** START **

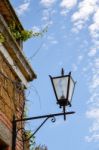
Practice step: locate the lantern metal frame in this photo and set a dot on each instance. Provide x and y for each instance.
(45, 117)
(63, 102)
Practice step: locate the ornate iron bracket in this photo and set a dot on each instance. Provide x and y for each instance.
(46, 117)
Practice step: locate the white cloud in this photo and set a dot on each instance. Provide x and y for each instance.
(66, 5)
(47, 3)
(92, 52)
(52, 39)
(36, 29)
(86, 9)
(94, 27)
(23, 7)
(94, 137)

** END **
** START **

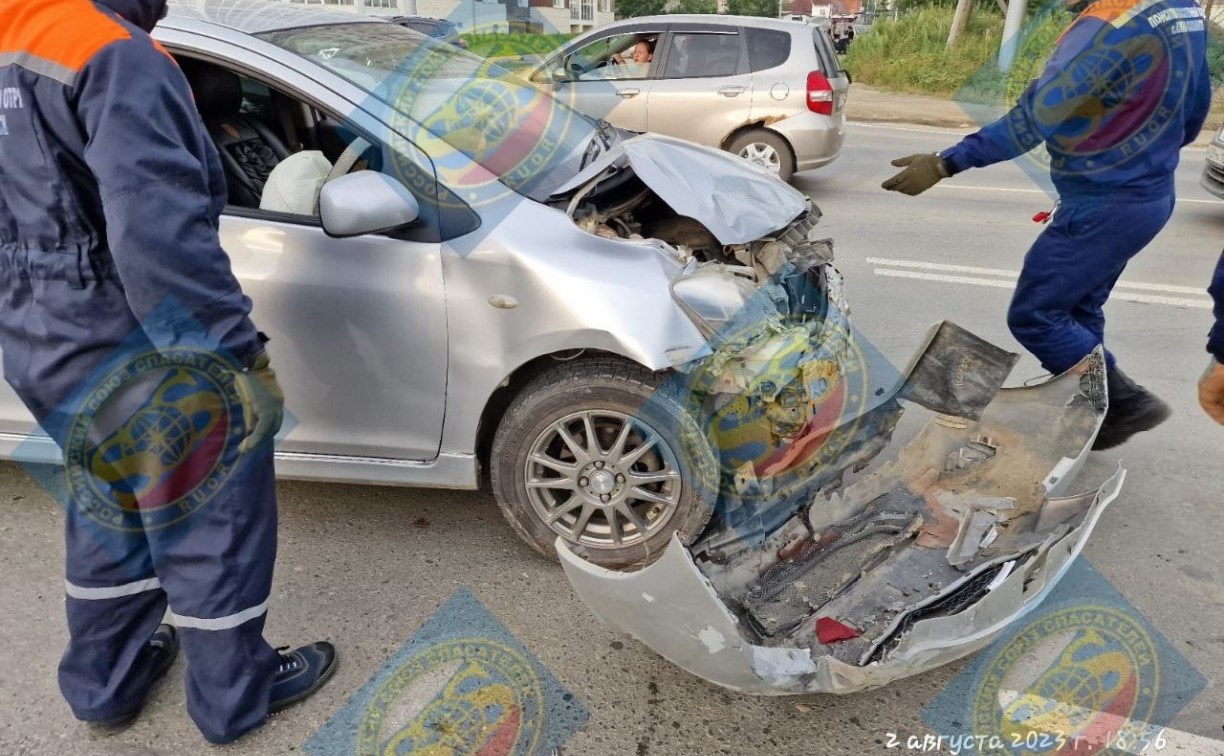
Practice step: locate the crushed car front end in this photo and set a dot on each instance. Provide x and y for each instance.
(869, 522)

** END **

Requirement:
Please pull out every line of the listing above that contains the string "white". Case counts, so only lines with that exact capitalization qualify.

Exercise output:
Practice step: locate the white cloud in this photo and set a dot on each instance. Provide x and y for each instance.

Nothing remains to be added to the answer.